Rewrite the listing below, substituting "marker" for every occurrence of "pin" and leaving everything else unchanged.

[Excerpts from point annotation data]
-- START --

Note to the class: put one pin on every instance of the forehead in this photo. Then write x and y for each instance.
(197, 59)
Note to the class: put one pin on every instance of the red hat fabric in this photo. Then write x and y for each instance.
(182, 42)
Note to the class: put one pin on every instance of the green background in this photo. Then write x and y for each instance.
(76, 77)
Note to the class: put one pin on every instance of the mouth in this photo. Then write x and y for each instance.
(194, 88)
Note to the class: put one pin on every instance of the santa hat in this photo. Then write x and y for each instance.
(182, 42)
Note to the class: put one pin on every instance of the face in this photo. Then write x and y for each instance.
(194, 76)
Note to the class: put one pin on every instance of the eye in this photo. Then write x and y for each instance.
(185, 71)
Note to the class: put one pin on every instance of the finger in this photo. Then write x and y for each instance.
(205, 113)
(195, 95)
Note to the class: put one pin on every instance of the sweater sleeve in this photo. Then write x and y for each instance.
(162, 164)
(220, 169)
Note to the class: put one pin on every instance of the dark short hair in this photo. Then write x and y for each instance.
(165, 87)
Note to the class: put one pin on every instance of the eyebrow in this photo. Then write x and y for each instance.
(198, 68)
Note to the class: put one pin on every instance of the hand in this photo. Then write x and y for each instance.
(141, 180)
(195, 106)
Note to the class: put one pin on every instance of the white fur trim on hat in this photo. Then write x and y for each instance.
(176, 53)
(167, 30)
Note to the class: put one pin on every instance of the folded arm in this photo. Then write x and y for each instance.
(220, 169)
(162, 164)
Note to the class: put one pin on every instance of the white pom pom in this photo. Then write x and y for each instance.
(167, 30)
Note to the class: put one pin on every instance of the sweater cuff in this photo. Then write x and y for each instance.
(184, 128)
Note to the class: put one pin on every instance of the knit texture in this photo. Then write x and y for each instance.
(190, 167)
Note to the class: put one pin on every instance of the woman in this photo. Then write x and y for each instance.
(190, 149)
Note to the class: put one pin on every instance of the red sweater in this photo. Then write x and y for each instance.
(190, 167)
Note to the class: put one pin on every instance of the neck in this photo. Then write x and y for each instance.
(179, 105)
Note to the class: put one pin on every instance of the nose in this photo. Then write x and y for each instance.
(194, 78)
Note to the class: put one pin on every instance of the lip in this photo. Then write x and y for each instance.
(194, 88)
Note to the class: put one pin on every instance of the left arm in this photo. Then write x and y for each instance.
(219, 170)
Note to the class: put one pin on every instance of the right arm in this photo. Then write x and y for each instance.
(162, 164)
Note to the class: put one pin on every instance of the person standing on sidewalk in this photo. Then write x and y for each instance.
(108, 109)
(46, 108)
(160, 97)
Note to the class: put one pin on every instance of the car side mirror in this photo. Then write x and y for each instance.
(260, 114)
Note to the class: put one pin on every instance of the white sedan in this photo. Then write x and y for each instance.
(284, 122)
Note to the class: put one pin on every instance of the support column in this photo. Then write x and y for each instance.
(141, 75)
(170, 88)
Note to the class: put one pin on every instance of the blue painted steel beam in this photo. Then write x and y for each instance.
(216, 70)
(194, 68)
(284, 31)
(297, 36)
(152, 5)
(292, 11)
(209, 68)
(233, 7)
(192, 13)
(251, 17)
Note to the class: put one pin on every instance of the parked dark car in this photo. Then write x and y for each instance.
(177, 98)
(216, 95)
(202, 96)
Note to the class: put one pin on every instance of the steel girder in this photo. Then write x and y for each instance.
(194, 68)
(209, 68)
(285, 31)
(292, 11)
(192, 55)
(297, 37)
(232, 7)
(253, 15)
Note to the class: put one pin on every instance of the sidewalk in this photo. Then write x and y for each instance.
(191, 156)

-- END --

> RESULT OF THE TASK:
Note to the class: put one marker on every instance of the forehead in this photo. Then write x and y for each instance.
(197, 59)
Note to the class: put one marker on every instance of the red hat fabric in this photo. Then write x and y for each instance.
(182, 42)
Note to the class: put one marker on every instance of the green background in this photo. Then write x and y for each instance.
(76, 77)
Note to the class: put one marker on every instance of the mouth in this photo. Then write x and y for each instance.
(194, 88)
Note to the class: put one marker on every instance of the santa hat in this photo. Then write x and y for each instance.
(182, 42)
Note to the class: put one marker on every instance of the face in this photo. Then write x and y for each instance.
(194, 76)
Note to the class: put one marker on every instance of the eye in this photo. Then write x and y for each instance.
(185, 71)
Note to the class: put one marker on every instance of the finger in this photo. Then write x and y for each instance.
(205, 113)
(195, 95)
Note to the class: put one marker on every instance of the sweater sleeve in this photo. Then write x and y for each instance.
(162, 164)
(220, 169)
Note to the class: put one marker on every instance of the dark short hair in this photo. Then write x and y for each instance.
(165, 87)
Note to the class: put one marker on every instance of the eyebrow in this photo. Then write x and y for each instance.
(198, 68)
Note to the class: put one marker on every instance of the hand in this photo. Then write x and y for each instance.
(141, 180)
(195, 106)
Note to the class: put one marker on every instance of the white fur trim on hat in this photo. Then write x and y for each instance.
(176, 53)
(167, 30)
Note to the class: put one marker on every instance of the folded arm in this photo. Then write x and y for each instance.
(220, 169)
(162, 164)
Note to the class: put one marker on every instance of the white pom pom in this photo. Then write x and y for each instance.
(167, 30)
Note to the class: put one marker on every instance of the sweater cuff in this photo. Then write x and y for each instance.
(184, 128)
Note to the class: put one marker on every instance of the knit texture in this photo. Then write x and y for each instance.
(190, 167)
Note to the class: put one marker on every instance of the woman in this photo. Then write x and y for each instance.
(190, 149)
Note to the class: put one marker on every instance of the red sweater in this photo. Then write x and y for each instance.
(190, 167)
Note to the class: put one marker on every instance of the neck in this photo. Then write x and y for each instance.
(179, 105)
Note to the class: put one marker on every instance of the nose in this photo. Then write x and y for each instance.
(194, 78)
Note to the class: put one marker on every instance of the lip in this photo. Then write x and y for each instance.
(194, 88)
Note to the class: put one marker on every instance of the left arm in this photo. Then write x and y for each instance.
(219, 170)
Note to the class: put one marker on every instance of the right arm in this photo. Then write x and y for each instance.
(162, 164)
Note to the class: put one marker on every instance of the person standing on sidewalk in this photo. Then write x and y for each instance.
(108, 109)
(46, 108)
(160, 97)
Note to the class: put one marker on every instance of the car side mirror in this photo. Then write x and y for each instance.
(260, 114)
Note to the class: put one marker on every instance of the white sedan in this photo. Then write x and y for each instance.
(284, 122)
Note to the class: put one marker on every instance of the support column in this photo. Then write x and y for each instance.
(141, 75)
(170, 88)
Note to the class: put one marker on every instance of the blue painted steel beam in this photo. Then write x and y for each instance.
(216, 70)
(194, 68)
(284, 31)
(297, 36)
(152, 5)
(292, 11)
(209, 68)
(233, 7)
(192, 13)
(251, 17)
Note to the class: put one marker on every instance of the parked dark car in this photo. Then write x and y for each instance.
(177, 98)
(216, 95)
(202, 96)
Note to the class: put one marker on every instance of the steel girder in this photo. Then write x and y for each instance.
(194, 68)
(209, 68)
(285, 31)
(292, 11)
(192, 55)
(297, 37)
(232, 7)
(253, 15)
Note to the class: put one marker on every instance of the sidewalk in this photo. Then write x and y for each instance.
(191, 156)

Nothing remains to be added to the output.